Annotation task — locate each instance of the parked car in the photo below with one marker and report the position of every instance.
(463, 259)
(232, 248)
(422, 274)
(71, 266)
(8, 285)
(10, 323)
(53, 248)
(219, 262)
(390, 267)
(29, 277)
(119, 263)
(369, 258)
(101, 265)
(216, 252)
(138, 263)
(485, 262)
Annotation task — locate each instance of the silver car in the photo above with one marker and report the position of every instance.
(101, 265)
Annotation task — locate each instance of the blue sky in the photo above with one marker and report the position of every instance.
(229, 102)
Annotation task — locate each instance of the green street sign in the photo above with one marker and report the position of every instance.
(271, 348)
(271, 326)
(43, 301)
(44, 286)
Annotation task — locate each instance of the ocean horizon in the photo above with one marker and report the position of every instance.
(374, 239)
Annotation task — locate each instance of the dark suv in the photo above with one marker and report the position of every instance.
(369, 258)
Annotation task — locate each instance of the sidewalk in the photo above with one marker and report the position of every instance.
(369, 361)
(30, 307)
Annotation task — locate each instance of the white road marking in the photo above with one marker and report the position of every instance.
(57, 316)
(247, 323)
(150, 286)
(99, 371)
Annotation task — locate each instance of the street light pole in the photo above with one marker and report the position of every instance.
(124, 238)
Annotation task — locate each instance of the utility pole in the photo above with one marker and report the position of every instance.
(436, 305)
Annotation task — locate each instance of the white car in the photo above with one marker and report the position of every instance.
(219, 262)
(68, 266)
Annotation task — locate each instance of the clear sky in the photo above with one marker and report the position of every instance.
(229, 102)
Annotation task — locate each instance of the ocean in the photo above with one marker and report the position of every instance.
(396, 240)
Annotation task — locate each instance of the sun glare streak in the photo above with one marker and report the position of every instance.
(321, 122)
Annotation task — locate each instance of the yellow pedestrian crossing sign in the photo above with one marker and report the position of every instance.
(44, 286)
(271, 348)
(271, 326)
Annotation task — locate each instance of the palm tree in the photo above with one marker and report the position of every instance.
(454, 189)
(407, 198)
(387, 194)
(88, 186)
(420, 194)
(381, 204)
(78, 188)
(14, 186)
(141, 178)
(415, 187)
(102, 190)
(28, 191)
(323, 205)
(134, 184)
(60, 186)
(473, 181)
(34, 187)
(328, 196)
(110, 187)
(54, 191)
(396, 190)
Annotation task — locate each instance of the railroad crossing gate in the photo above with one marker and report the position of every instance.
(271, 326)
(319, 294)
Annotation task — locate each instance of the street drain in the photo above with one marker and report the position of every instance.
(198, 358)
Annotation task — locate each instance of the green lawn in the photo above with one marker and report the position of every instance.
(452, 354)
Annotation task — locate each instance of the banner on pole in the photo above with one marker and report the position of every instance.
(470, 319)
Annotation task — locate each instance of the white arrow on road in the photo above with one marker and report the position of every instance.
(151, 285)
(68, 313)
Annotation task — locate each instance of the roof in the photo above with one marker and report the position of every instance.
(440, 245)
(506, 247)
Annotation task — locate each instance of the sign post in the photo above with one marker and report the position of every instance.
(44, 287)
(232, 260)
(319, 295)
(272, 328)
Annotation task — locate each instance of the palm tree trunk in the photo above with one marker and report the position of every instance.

What you have to do:
Only the stretch of lines that begins with the one holding "Annotation task — locate each instance of the banner" and ends with the last line above belongs in the answer; please write it out exactly.

Answer to this problem:
Annotation task — locate each instance of the banner on pole in the photo above with one marker and report the position of every instance.
(470, 319)
Annotation task — locate each instance of the white arrow on road in the photo above with one marker and report the position of every instance.
(151, 285)
(68, 313)
Annotation task — locate each instance of the roof in the photo above with one marker and report the position of every instance.
(440, 245)
(506, 247)
Annotation task — locate each instance of the sign post in the photo above with one marker and report the position of every instance.
(44, 287)
(232, 260)
(319, 295)
(272, 328)
Annotation task — locate each instance of the palm tree trunk in the photo above with one marker and report the position of every instance.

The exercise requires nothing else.